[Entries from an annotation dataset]
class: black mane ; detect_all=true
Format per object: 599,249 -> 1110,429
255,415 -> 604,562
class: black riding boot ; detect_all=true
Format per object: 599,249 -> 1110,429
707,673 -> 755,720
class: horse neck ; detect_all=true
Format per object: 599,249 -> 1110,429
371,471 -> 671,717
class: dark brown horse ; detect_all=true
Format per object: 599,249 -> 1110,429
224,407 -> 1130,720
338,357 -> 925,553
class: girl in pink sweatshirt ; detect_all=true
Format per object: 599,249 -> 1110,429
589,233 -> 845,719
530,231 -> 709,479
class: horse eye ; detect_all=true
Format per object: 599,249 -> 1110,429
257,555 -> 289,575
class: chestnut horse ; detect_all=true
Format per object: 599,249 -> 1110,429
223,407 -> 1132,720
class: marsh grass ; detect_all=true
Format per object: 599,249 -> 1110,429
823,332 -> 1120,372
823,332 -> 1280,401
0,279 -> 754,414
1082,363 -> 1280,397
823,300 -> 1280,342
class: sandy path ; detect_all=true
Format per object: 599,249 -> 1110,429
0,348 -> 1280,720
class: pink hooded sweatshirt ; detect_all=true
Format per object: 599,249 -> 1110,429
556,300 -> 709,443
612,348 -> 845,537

• Written request:
Put every entry above into a two-column CSV with the header row text,answer and one row per entry. Enclose each field in double quotes and replace any line breaks inside a field with spaces.

• Complete response:
text,answer
"class: black mane ; detect_all=true Format per object: 599,249 -> 1110,429","255,415 -> 604,562"
"class: black riding boot ; detect_all=true Format per object: 599,249 -> 1110,429","707,673 -> 755,720"
"class: horse neck ; detect_all=true Format per object: 599,249 -> 1110,429","371,471 -> 671,717"
"class: dark brown horse ; detect_all=true Format per object: 599,249 -> 1110,429","224,407 -> 1130,720 338,357 -> 925,553"
"class: girl in pink sweatshirt ; detect_all=true Format per object: 599,249 -> 1110,429","589,233 -> 845,719 530,231 -> 709,479"
"class: horse eye ; detect_all=true Format per object: 599,249 -> 1110,429","257,555 -> 289,575"
"class: chestnut horse ; detect_all=true Format per object: 599,249 -> 1110,429","223,407 -> 1132,720"
"class: marsh grass ; detect_all=true Format per object: 599,249 -> 1110,429","823,332 -> 1120,372 823,332 -> 1280,401 0,279 -> 754,414 1082,363 -> 1280,397 823,300 -> 1280,342"
"class: sandy path ; detect_all=true Format per object: 599,249 -> 1110,429","0,348 -> 1280,720"
"class: pink hooded sweatshirt ; detect_all=true Format per object: 599,249 -> 1110,429","556,300 -> 709,443 612,348 -> 845,537"